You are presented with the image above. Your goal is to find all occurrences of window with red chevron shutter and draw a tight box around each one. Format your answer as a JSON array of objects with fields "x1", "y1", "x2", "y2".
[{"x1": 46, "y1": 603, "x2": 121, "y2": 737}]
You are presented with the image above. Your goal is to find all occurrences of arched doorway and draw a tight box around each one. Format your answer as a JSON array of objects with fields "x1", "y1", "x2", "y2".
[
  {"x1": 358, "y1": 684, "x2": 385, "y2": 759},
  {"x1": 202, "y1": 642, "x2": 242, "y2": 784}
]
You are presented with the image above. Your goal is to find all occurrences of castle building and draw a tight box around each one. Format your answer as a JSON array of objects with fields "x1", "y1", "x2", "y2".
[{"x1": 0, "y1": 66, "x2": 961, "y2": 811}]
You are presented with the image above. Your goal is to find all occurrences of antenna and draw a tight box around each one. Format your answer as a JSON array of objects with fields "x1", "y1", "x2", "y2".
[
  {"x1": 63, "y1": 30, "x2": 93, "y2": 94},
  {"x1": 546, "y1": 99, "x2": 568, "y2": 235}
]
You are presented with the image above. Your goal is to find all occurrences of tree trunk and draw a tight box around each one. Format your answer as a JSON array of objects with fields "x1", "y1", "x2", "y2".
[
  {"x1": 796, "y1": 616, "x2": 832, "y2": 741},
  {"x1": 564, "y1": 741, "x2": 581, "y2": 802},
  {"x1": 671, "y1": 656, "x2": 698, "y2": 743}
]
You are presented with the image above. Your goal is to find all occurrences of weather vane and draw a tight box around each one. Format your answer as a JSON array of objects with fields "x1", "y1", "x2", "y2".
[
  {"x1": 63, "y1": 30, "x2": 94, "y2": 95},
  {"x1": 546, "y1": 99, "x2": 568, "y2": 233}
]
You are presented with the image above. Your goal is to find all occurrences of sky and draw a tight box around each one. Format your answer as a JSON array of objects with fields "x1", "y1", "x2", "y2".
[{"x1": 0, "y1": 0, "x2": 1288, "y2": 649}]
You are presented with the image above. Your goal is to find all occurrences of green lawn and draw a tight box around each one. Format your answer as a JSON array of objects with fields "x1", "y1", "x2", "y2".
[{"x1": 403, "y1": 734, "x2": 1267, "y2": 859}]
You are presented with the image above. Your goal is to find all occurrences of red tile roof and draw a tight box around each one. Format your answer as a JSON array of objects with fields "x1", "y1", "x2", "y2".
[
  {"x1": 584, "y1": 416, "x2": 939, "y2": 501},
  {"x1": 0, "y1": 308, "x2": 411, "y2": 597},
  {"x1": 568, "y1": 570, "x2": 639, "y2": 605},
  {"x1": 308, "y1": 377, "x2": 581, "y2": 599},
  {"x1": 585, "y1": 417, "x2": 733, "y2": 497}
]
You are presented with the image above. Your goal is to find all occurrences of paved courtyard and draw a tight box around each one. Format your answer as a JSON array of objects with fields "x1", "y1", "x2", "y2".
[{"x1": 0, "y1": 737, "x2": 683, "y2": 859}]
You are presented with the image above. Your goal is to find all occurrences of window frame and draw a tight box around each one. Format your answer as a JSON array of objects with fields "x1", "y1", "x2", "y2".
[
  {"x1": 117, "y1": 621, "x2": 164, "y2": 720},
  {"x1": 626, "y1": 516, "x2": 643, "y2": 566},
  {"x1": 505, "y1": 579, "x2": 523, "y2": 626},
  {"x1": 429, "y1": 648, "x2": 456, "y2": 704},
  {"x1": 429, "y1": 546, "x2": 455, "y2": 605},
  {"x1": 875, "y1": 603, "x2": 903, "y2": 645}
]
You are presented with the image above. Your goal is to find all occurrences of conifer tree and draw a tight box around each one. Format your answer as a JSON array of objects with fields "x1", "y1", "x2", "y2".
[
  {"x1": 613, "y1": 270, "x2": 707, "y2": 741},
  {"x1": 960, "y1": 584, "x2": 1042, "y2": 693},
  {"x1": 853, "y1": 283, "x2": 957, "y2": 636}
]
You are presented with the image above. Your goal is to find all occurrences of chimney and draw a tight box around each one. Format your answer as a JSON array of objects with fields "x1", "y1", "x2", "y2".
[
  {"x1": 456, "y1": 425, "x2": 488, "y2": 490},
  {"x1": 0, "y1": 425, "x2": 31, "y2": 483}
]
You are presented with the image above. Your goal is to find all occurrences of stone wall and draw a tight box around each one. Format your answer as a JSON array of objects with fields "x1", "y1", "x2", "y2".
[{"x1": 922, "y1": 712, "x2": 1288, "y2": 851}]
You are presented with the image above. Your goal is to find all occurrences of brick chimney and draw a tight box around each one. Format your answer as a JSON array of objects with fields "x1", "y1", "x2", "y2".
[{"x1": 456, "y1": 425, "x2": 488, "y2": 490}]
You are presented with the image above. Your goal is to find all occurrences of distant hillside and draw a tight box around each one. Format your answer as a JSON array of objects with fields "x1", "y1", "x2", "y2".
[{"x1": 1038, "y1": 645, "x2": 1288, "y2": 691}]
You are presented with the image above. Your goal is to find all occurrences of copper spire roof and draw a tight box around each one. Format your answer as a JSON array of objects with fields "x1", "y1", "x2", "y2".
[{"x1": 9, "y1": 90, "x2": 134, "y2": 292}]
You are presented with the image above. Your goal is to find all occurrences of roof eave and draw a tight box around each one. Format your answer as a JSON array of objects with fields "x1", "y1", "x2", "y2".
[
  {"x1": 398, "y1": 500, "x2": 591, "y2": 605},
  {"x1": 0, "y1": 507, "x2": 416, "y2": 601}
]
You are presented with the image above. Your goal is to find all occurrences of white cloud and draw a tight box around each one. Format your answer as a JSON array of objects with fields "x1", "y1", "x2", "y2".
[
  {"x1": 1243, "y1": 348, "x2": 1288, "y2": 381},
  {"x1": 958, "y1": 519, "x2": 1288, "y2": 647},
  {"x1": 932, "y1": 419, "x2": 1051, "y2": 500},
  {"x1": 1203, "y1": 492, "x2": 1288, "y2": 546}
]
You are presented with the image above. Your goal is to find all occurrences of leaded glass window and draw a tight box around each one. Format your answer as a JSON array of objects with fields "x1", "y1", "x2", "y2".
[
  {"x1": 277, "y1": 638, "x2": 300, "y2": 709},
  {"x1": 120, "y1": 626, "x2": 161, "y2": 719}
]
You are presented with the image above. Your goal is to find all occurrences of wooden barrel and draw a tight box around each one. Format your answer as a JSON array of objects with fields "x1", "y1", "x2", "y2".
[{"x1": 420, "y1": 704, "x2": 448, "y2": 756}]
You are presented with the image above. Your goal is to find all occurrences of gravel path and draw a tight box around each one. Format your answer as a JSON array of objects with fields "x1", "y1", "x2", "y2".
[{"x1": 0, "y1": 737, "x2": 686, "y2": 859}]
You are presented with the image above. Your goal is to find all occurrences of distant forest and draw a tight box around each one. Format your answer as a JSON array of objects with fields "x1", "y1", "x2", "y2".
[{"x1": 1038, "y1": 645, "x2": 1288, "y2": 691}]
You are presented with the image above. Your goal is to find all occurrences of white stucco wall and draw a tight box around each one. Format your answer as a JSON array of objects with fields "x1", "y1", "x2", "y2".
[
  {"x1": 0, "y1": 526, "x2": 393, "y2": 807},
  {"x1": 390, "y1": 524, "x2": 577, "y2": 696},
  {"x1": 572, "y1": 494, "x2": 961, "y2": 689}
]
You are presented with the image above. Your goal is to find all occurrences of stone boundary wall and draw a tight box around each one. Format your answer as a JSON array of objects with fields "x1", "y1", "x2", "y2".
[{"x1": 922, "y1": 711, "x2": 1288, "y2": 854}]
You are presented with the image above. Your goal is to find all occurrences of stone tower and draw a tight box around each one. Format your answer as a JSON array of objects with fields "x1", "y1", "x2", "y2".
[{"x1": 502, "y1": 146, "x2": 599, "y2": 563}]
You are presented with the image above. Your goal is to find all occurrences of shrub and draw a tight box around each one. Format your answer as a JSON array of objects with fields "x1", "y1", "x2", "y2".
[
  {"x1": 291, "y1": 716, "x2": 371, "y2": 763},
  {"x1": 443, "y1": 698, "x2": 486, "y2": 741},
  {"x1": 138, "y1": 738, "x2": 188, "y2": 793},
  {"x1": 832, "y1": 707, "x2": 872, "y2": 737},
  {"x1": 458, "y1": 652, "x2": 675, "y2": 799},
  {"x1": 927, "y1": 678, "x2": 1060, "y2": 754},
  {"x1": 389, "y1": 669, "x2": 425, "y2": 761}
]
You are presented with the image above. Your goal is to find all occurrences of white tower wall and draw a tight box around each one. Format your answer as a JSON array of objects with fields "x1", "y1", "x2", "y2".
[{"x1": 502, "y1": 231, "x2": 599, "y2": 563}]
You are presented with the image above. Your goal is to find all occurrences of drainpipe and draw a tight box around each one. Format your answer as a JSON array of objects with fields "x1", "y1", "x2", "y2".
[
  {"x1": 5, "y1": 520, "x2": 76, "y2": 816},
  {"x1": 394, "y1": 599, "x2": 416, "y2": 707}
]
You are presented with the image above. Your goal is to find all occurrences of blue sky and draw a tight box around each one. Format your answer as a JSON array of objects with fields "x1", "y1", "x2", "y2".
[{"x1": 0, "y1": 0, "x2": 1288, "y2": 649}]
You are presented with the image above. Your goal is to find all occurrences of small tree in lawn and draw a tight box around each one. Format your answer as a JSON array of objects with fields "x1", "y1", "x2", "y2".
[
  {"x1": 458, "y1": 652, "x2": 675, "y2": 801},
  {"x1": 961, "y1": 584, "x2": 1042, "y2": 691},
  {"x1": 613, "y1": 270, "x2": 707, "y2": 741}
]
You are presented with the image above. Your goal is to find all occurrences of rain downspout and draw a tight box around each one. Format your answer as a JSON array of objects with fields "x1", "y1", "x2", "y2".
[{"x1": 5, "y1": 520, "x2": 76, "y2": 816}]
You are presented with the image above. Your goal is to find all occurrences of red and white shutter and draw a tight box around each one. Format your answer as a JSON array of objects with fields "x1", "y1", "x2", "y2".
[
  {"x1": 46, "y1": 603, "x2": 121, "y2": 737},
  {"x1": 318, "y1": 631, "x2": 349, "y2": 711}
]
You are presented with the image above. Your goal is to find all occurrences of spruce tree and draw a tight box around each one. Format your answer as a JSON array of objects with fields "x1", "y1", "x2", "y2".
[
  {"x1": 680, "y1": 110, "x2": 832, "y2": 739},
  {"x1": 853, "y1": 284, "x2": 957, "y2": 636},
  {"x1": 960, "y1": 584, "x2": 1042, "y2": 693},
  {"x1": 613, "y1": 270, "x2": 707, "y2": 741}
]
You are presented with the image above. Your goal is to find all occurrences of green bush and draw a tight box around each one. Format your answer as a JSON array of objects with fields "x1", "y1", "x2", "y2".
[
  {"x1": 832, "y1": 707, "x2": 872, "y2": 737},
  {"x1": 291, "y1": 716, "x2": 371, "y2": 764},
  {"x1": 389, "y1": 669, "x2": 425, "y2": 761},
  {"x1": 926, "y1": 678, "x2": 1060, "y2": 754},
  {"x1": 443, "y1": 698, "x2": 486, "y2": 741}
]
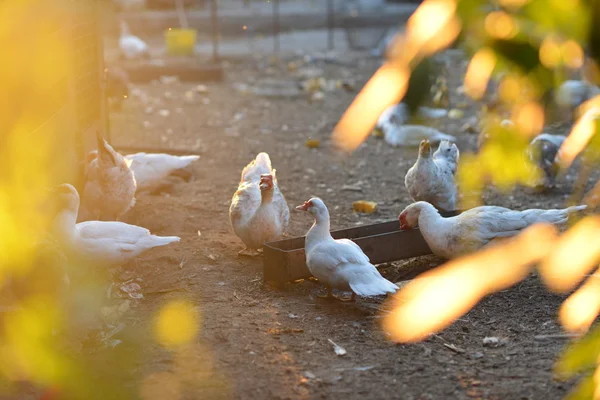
◆ ◆ ◆ ◆ ◆ ◆ ◆
**What to produce**
Please pick out every line in the entries above that contains the word "lawn", matching case exactly, and copy each one in full.

**Complete output**
You are presented with the image above. Your goal is to find all occurrences of green lawn and draw a tight box around each one. Format your answer as a JSON array of objects with fields "x1", "y1", "x2", "y2".
You are presented with the image above. Your goal is to find all occurrences of small tree in lawn and draw a tight box around each one. Format your answer as a JSON array of objects with fields "x1", "y1", "x2", "y2".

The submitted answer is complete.